▸ Page
>> START

This goes way beyond even their >research.

An excellent point. Pain can be physical or emotional as can abuse.
Punishment can be physical or emotional. When you consider the long-term
effects of punishment you must consider the whole child not just his or her
buttocks. Consider the following scenario:

A child age 11 has violated a parental order, in a defiant manner and done
something that puts her(him)self in physical danger.
The parent determines that punishment is in order as the child has been
repeatedly warned about that behavior.

a. A spanking: The child is struck on the buttocks six times with a
pingpong paddle while lying across a bed in his(her) pajamas.
Only the parents are present and the punishment is not discussed outside the
parents bedroom.

b. Grounding: The child must come directly home from school each day and
cannot participate in any outside activities for a specified period of time.
This subject the child to teasing and humiliation from schoolmates and
playmates.

c. The child is barred from attending a special event which will not be
avaialble again in the forseeable future such as a World Series game, a special
concert, school trip or some other special event. This is something which
child has been looking forward to form many months, saving money for, etc.

>> END

▸ Provided material
>> START

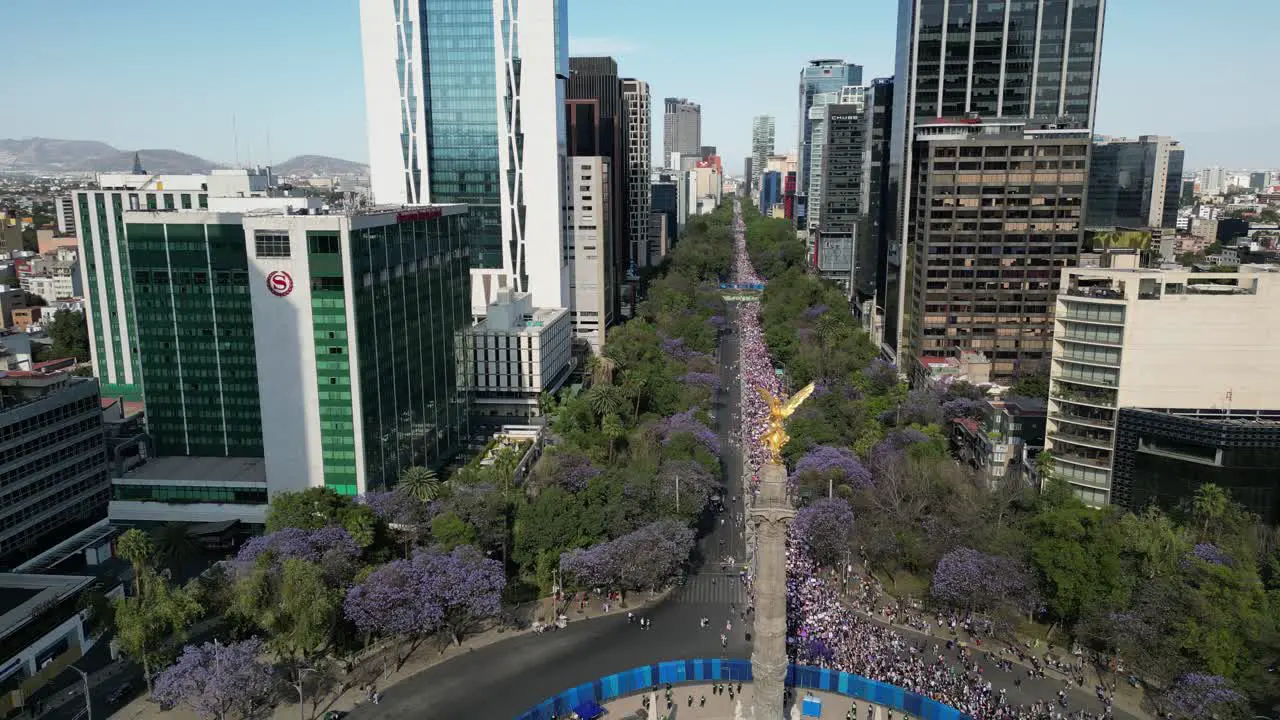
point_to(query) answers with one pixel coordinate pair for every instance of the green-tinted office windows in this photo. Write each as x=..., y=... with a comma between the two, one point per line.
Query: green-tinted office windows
x=324, y=242
x=187, y=493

>> END

▸ Required task
Reproduce the portion of the punishment post between "An excellent point." and "in physical danger.", inclusive.

▸ Answer for this exercise
An excellent point. Pain can be physical or emotional as can abuse.
Punishment can be physical or emotional. When you consider the long-term
effects of punishment you must consider the whole child not just his or her
buttocks. Consider the following scenario:

A child age 11 has violated a parental order, in a defiant manner and done
something that puts her(him)self in physical danger.